**Task to complete:** Repeat everything in the post about red dot sights from "I've found the" down to "absolute precision anyway.", word for word.

**Text segment:**

I've found the same thing. If I'm bullseye shooting for precision, I do exactly what you described. I also *gasp* pin the trigger. The slow, deliberate actions make it easier to be consistent and repeatable, and the better-defined dot with clear edges makes it easier to consistently place it in exactly the same spot on the target.

I have an astigmatism, so when I bump up the brightness, the Dot starts to flare a bit. For carry and practical shooting, I leave it cranked up near the top of the brightness scale, and just leave it there all the time. It makes for faster and easier dot acquisition, my focus is on the target anyway, not the dot, so there's no need for precise edge definition. I've also found that even on the higher brightness it's not overpowering my flashlight...and if it's truly pitch black you're not going to get absolute precision anyway.

A few weird lighting issues I've found with the Dot:

When shooting towards the setting sun, the glare has caused "false" or "ghost" dots in the window. If you use these as your aiming point instead of the actual projected dot, that's a problem...it'll send rounds off target. This isn't something that adjusting the brightness is going to fix.

**Recorded information:**

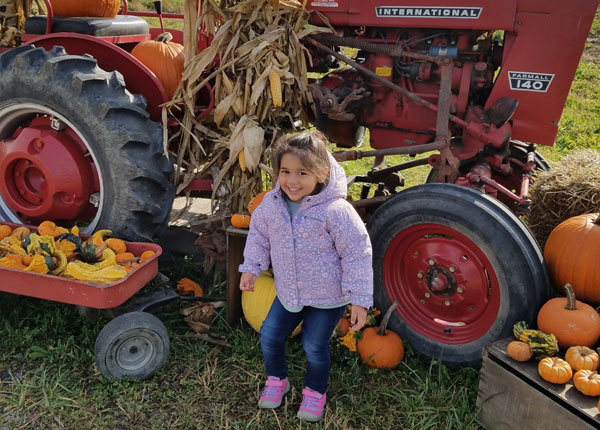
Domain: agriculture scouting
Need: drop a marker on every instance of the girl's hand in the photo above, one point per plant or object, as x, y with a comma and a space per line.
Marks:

**The completed task:**
I've found the same thing. If I'm bullseye shooting for precision, I do exactly what you described. I also *gasp* pin the trigger. The slow, deliberate actions make it easier to be consistent and repeatable, and the better-defined dot with clear edges makes it easier to consistently place it in exactly the same spot on the target.

I have an astigmatism, so when I bump up the brightness, the Dot starts to flare a bit. For carry and practical shooting, I leave it cranked up near the top of the brightness scale, and just leave it there all the time. It makes for faster and easier dot acquisition, my focus is on the target anyway, not the dot, so there's no need for precise edge definition. I've also found that even on the higher brightness it's not overpowering my flashlight...and if it's truly pitch black you're not going to get absolute precision anyway.